- **WHAT NEEDS TO BE DONE**
The records below must be retyped exactly.

- **DATA EXCERPTS**
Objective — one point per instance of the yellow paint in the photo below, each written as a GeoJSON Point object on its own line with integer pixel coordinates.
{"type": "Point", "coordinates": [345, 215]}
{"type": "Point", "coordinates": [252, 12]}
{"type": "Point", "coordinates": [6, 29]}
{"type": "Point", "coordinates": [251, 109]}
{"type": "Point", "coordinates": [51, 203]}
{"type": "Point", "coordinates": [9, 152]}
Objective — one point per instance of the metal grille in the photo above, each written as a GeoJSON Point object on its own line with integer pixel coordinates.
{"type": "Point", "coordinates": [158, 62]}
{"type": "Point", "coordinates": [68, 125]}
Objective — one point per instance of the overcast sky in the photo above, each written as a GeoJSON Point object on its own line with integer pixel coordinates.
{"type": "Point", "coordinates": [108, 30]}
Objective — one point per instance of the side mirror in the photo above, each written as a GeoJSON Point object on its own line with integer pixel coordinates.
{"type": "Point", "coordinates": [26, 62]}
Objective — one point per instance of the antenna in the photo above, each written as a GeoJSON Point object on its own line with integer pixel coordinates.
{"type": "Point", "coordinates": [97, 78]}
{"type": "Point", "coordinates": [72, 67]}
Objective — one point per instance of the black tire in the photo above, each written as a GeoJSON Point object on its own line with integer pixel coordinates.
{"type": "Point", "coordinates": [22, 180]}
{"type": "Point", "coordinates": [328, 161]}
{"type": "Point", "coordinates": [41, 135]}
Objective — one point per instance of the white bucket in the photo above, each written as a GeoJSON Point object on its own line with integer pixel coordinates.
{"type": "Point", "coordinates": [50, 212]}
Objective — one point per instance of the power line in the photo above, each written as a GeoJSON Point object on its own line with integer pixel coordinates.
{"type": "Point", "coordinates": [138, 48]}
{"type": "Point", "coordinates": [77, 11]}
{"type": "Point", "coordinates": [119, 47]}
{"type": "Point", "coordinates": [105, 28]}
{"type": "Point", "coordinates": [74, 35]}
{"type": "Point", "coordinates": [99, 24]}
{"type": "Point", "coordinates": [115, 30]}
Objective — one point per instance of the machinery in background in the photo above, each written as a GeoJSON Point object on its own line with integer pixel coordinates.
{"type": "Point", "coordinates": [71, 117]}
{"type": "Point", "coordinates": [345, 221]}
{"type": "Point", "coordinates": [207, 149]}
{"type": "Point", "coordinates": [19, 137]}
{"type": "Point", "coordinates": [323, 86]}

- **REPLY**
Objective — one point per instance of the yellow paint in the photo below, each written as a GeoJSON Point object on its own line with integer pixel coordinates.
{"type": "Point", "coordinates": [345, 215]}
{"type": "Point", "coordinates": [252, 12]}
{"type": "Point", "coordinates": [6, 29]}
{"type": "Point", "coordinates": [251, 109]}
{"type": "Point", "coordinates": [51, 203]}
{"type": "Point", "coordinates": [9, 152]}
Objective — one point per instance of the metal grille in the photo above, each written as a GeoJSON Point object on its own line with integer pixel coordinates.
{"type": "Point", "coordinates": [158, 62]}
{"type": "Point", "coordinates": [68, 125]}
Objective — one point per instance of the overcast sky in the photo above, each written as a GeoJSON Point object on its own line with integer pixel coordinates.
{"type": "Point", "coordinates": [108, 30]}
Objective — one point per instance of the side mirror in the photo above, each written as a GeoJSON Point object on its own line with integer pixel coordinates.
{"type": "Point", "coordinates": [26, 62]}
Objective — one point per instance of the antenna in the photo above, each written as a GeoJSON Point object on its own line with integer pixel coordinates.
{"type": "Point", "coordinates": [97, 78]}
{"type": "Point", "coordinates": [72, 67]}
Objective — one point per instance of the black tire in the photo above, each written as a GeoJSON Point object on its own line with integer pixel coordinates.
{"type": "Point", "coordinates": [22, 180]}
{"type": "Point", "coordinates": [328, 161]}
{"type": "Point", "coordinates": [41, 135]}
Objective — one point per instance of the white bucket in the photo above, each written as a GeoJSON Point object on its own line with integer pixel coordinates.
{"type": "Point", "coordinates": [50, 212]}
Objective — one point per instance of the power line in the photo above, each written as a GeoJSON Point object on its own line with integer pixel coordinates.
{"type": "Point", "coordinates": [138, 48]}
{"type": "Point", "coordinates": [77, 11]}
{"type": "Point", "coordinates": [119, 47]}
{"type": "Point", "coordinates": [105, 28]}
{"type": "Point", "coordinates": [74, 35]}
{"type": "Point", "coordinates": [99, 24]}
{"type": "Point", "coordinates": [115, 30]}
Objective — one point per instance of the machinery in background in the photo above, each written as a GeoJSON Point object on its own line with integer pixel coordinates.
{"type": "Point", "coordinates": [71, 117]}
{"type": "Point", "coordinates": [345, 221]}
{"type": "Point", "coordinates": [207, 149]}
{"type": "Point", "coordinates": [19, 137]}
{"type": "Point", "coordinates": [323, 86]}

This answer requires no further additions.